Zaman ona eşlik etmekte
zorlandığımız bir hızla nasıl da koşuyor hiç duraksamaksızın.
Yaşamlarımızı sürükleyen onlarca koşturmaca içinde herkesin dilinde
benzer serzenişler;
“Zaman su gibi akıp
geçiyor!”,
“Aylar haftalara döndü
neredeyse!”,
“Hafta bir başlıyor, bir
bitiyor”…
Sanki sadece hayatı
izlemekle yetindiğimiz zamanlarda yavaşlıyor zaman; geçmek
bilmeyiveriyor. Elimizden hiçbir şey gelmediği, çaresizliğin yakıp
kavurduğu anlarda, merak dolu bekleyişlerde, derin acılar yüreğin
kıvrımlarında dolaştığında ya da özlemle beklenen kavuşmalar
yaklaştığında.
Ama sonuçta tüm
göreceliğine rağmen yine geçiyor.
***
Aslında akrepler,
yelkovanlar, bir bir değişen takvim yaprakları, zamanın değil geçen
ömrümüzün aynası değil midir?
Hani tanıdık bir soru
vardır:
Bugün bir haber alsanız ve
dünya üzerinde soluk alacak sadece
bir aylık nefesiniz kaldığınızı öğrenseniz… Tam tamına 30 gün… Ne
hissederdiniz?

### Belirtilen hedef 1
Veri girdilerinin tüm satırlarını, boş satırları atlayarak numaralı bir listeye dönüştürün.
Zaman konulu metin ile veri girdileri birbirinden bağımsız malzemelerdir.

[Veri girdileri]
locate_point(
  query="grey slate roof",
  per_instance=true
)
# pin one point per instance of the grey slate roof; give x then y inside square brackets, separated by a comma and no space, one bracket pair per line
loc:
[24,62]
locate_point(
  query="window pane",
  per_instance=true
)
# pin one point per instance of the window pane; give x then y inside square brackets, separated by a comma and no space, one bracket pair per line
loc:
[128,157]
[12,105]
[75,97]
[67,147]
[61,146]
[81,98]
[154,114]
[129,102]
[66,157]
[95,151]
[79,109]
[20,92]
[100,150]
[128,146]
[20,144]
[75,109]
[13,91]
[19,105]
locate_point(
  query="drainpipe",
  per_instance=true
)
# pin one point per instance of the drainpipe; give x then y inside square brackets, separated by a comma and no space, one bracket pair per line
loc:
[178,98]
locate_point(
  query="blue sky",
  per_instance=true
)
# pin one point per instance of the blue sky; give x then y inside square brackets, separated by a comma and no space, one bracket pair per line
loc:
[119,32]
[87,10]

### Belirtilen hedef 2
Zaman konulu metnin "Ama sonuçta tüm" ile "hissederdiniz?" arasındaki kısmını (her ikisi de dahil), "takvim yaprakları" yerine "saat kadranları" koyarak güncellenmiş biçimde yeniden yazın.

### Yanıt 1
1. locate_point(
2.   query="grey slate roof",
3.   per_instance=true
4. )
5. # pin one point per instance of the grey slate roof; give x then y inside square brackets, separated by a comma and no space, one bracket pair per line
6. loc:
7. [24,62]
8. locate_point(
9.   query="window pane",
10.   per_instance=true
11. )
12. # pin one point per instance of the window pane; give x then y inside square brackets, separated by a comma and no space, one bracket pair per line
13. loc:
14. [128,157]
15. [12,105]
16. [75,97]
17. [67,147]
18. [61,146]
19. [81,98]
20. [154,114]
21. [129,102]
22. [66,157]
23. [95,151]
24. [79,109]
25. [20,92]
26. [100,150]
27. [128,146]
28. [20,144]
29. [75,109]
30. [13,91]
31. [19,105]
32. locate_point(
33.   query="drainpipe",
34.   per_instance=true
35. )
36. # pin one point per instance of the drainpipe; give x then y inside square brackets, separated by a comma and no space, one bracket pair per line
37. loc:
38. [178,98]
39. locate_point(
40.   query="blue sky",
41.   per_instance=true
42. )
43. # pin one point per instance of the blue sky; give x then y inside square brackets, separated by a comma and no space, one bracket pair per line
44. loc:
45. [119,32]
46. [87,10]

### Yanıt 2
Ama sonuçta tüm
göreceliğine rağmen yine geçiyor.
***
Aslında akrepler,
yelkovanlar, bir bir değişen saat kadranları, zamanın değil geçen
ömrümüzün aynası değil midir?
Hani tanıdık bir soru
vardır:
Bugün bir haber alsanız ve
dünya üzerinde soluk alacak sadece
bir aylık nefesiniz kaldığınızı öğrenseniz… Tam tamına 30 gün… Ne
hissederdiniz?